• [Consignes du problème]: Rassemblez et recopiez toutes les lignes ci-dessous qui contiennent la chaîne « green ». La casse est prise en compte.

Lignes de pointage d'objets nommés
◇ ◇ ◇
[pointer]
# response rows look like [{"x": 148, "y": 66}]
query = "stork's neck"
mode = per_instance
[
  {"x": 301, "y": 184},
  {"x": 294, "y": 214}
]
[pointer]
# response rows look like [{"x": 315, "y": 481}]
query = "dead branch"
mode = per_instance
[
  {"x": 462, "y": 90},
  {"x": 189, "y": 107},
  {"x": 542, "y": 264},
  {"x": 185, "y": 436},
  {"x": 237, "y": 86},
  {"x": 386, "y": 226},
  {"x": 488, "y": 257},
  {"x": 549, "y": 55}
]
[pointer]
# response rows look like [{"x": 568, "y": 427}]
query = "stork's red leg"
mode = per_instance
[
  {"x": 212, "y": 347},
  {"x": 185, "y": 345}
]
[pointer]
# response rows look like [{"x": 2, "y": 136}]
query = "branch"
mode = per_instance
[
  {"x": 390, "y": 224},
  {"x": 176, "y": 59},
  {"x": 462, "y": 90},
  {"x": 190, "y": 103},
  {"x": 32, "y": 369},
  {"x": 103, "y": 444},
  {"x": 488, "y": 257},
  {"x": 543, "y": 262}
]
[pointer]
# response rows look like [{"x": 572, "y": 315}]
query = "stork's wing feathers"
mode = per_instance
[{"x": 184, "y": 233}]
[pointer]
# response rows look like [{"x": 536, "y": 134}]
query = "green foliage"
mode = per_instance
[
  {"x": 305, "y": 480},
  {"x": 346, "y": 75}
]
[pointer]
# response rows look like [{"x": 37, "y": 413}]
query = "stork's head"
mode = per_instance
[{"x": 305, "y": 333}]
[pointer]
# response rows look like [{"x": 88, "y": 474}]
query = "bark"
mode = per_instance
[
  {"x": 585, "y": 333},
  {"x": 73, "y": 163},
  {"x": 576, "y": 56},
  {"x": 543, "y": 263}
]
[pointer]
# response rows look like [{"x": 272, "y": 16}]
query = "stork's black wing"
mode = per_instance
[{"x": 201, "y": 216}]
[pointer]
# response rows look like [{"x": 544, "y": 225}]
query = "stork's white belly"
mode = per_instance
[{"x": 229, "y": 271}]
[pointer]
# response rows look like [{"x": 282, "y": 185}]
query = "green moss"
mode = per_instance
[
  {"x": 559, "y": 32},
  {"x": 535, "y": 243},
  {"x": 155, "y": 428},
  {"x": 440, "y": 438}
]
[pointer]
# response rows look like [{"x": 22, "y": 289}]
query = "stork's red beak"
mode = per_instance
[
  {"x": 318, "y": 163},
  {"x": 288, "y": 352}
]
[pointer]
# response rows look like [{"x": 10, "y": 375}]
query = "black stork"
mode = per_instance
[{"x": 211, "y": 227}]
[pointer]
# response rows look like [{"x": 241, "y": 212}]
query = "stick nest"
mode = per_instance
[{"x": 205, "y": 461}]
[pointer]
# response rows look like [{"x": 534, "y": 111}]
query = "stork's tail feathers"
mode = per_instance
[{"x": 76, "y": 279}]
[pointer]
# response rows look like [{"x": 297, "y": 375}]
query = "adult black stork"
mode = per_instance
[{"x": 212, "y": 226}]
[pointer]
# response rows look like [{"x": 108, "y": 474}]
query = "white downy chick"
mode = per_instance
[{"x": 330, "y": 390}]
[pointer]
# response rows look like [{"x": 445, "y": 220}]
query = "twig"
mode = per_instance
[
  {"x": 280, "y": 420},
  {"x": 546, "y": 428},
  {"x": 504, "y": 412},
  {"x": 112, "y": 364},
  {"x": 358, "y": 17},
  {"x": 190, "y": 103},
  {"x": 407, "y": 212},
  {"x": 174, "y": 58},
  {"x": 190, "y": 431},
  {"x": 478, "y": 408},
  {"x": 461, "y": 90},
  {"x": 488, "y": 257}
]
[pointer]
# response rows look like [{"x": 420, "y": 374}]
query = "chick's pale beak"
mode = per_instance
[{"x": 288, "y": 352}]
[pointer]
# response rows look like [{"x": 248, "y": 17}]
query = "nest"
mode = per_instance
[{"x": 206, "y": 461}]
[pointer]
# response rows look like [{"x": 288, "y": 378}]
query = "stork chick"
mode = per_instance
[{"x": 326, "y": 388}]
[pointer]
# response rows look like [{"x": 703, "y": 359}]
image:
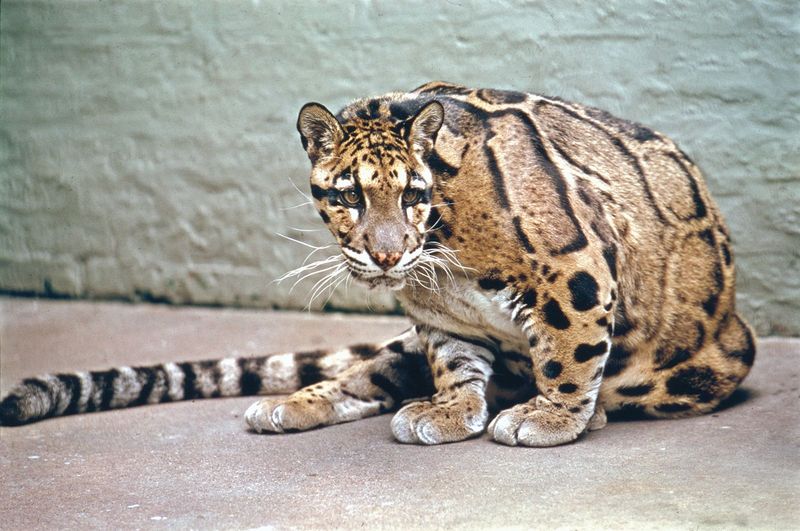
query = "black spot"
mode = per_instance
[
  {"x": 610, "y": 255},
  {"x": 552, "y": 369},
  {"x": 747, "y": 355},
  {"x": 396, "y": 347},
  {"x": 700, "y": 210},
  {"x": 726, "y": 252},
  {"x": 700, "y": 382},
  {"x": 105, "y": 380},
  {"x": 497, "y": 176},
  {"x": 617, "y": 360},
  {"x": 438, "y": 165},
  {"x": 628, "y": 412},
  {"x": 673, "y": 407},
  {"x": 679, "y": 355},
  {"x": 584, "y": 352},
  {"x": 641, "y": 133},
  {"x": 363, "y": 350},
  {"x": 458, "y": 362},
  {"x": 318, "y": 192},
  {"x": 438, "y": 224},
  {"x": 584, "y": 288},
  {"x": 387, "y": 386},
  {"x": 555, "y": 316},
  {"x": 498, "y": 97},
  {"x": 249, "y": 381},
  {"x": 308, "y": 371},
  {"x": 401, "y": 110},
  {"x": 189, "y": 378},
  {"x": 522, "y": 237},
  {"x": 711, "y": 303},
  {"x": 622, "y": 324},
  {"x": 635, "y": 390},
  {"x": 491, "y": 283},
  {"x": 374, "y": 109},
  {"x": 147, "y": 378},
  {"x": 567, "y": 388},
  {"x": 73, "y": 386},
  {"x": 529, "y": 298}
]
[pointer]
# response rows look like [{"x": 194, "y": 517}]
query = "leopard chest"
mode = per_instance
[{"x": 461, "y": 308}]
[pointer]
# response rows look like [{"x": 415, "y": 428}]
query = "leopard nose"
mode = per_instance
[{"x": 386, "y": 260}]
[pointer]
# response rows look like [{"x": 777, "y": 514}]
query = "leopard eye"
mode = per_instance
[
  {"x": 350, "y": 198},
  {"x": 411, "y": 196}
]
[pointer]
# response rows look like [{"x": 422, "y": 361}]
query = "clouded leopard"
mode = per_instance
[{"x": 556, "y": 262}]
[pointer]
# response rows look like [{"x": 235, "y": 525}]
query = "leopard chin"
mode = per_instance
[{"x": 383, "y": 282}]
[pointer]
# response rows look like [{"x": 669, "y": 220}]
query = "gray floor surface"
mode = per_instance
[{"x": 194, "y": 465}]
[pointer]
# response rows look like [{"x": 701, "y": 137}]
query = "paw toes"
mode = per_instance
[
  {"x": 426, "y": 423},
  {"x": 280, "y": 415},
  {"x": 525, "y": 426},
  {"x": 503, "y": 428},
  {"x": 260, "y": 417}
]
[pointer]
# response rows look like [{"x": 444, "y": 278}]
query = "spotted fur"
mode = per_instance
[{"x": 557, "y": 262}]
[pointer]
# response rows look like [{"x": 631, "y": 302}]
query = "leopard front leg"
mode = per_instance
[
  {"x": 461, "y": 370},
  {"x": 387, "y": 375},
  {"x": 569, "y": 347}
]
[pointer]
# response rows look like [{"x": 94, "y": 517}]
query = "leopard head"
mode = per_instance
[{"x": 371, "y": 184}]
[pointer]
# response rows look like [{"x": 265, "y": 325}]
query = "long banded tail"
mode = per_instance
[{"x": 54, "y": 395}]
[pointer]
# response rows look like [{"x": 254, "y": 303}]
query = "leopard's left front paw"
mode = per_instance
[
  {"x": 536, "y": 423},
  {"x": 431, "y": 423}
]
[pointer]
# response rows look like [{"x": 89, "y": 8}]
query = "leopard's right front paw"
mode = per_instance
[
  {"x": 429, "y": 423},
  {"x": 278, "y": 415}
]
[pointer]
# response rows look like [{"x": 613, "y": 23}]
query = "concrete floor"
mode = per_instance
[{"x": 193, "y": 464}]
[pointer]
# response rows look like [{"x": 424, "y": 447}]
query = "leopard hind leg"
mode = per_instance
[{"x": 688, "y": 384}]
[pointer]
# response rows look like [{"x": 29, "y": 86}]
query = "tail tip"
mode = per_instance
[{"x": 12, "y": 412}]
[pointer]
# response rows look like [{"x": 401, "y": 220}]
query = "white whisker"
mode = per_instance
[{"x": 297, "y": 206}]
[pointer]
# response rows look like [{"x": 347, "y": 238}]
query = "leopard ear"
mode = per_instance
[
  {"x": 424, "y": 127},
  {"x": 319, "y": 130}
]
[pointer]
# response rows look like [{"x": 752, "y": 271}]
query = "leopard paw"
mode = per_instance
[
  {"x": 430, "y": 423},
  {"x": 278, "y": 415},
  {"x": 536, "y": 423}
]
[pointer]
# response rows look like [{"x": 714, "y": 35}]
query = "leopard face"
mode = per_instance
[{"x": 372, "y": 187}]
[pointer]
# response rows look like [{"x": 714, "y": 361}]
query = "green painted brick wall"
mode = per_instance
[{"x": 147, "y": 149}]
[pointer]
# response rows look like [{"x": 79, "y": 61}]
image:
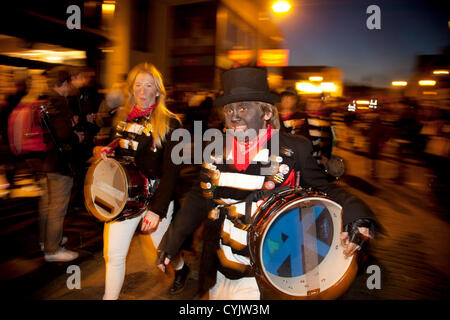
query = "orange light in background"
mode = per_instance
[
  {"x": 240, "y": 56},
  {"x": 273, "y": 58},
  {"x": 328, "y": 87},
  {"x": 399, "y": 83},
  {"x": 307, "y": 87},
  {"x": 427, "y": 82},
  {"x": 108, "y": 7},
  {"x": 281, "y": 6}
]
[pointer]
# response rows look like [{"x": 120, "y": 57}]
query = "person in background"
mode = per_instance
[{"x": 58, "y": 166}]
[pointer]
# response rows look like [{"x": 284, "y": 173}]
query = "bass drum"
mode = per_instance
[
  {"x": 115, "y": 190},
  {"x": 295, "y": 247}
]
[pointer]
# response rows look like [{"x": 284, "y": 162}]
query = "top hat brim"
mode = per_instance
[{"x": 247, "y": 96}]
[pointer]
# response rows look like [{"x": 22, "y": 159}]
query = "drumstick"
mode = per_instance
[{"x": 103, "y": 204}]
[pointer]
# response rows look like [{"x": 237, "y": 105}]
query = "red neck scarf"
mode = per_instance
[
  {"x": 244, "y": 152},
  {"x": 136, "y": 113}
]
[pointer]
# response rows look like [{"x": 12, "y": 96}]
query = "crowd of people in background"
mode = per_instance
[{"x": 403, "y": 128}]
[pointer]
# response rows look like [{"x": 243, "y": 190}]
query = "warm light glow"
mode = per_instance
[
  {"x": 306, "y": 87},
  {"x": 328, "y": 87},
  {"x": 273, "y": 57},
  {"x": 399, "y": 83},
  {"x": 241, "y": 56},
  {"x": 440, "y": 72},
  {"x": 427, "y": 82},
  {"x": 281, "y": 6},
  {"x": 108, "y": 8},
  {"x": 54, "y": 58}
]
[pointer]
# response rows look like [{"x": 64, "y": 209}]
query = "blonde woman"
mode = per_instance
[{"x": 151, "y": 152}]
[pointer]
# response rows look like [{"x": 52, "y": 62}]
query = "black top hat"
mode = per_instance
[{"x": 245, "y": 84}]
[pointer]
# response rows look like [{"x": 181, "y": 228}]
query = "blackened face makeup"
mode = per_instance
[{"x": 245, "y": 119}]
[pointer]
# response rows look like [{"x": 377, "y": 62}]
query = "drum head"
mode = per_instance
[
  {"x": 300, "y": 252},
  {"x": 106, "y": 189}
]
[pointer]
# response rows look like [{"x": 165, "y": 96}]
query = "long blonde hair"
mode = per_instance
[{"x": 161, "y": 115}]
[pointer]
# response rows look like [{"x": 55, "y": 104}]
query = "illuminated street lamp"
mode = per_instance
[
  {"x": 281, "y": 6},
  {"x": 440, "y": 72},
  {"x": 399, "y": 83},
  {"x": 427, "y": 83}
]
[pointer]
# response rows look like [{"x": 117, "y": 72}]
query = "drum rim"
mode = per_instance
[
  {"x": 349, "y": 273},
  {"x": 89, "y": 203}
]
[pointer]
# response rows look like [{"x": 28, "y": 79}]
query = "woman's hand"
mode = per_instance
[
  {"x": 101, "y": 152},
  {"x": 150, "y": 222}
]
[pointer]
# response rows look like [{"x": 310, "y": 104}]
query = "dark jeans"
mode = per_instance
◇ ◇ ◇
• [Réponse attendue]:
query = "green foliage"
query = "green moss"
query = "green painted brick wall"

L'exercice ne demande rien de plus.